Rewrite each of the rows, switching "rock" to "stone" and leaving everything else as it is.

— START OF Extracted information —

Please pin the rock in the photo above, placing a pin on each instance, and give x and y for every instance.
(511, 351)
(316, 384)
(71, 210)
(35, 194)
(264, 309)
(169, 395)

— END OF Extracted information —

● **Result for this task**:
Please pin the stone in the photo above, placing a pin on each instance, and give x and y for every instance.
(511, 351)
(316, 384)
(71, 210)
(35, 194)
(264, 309)
(169, 395)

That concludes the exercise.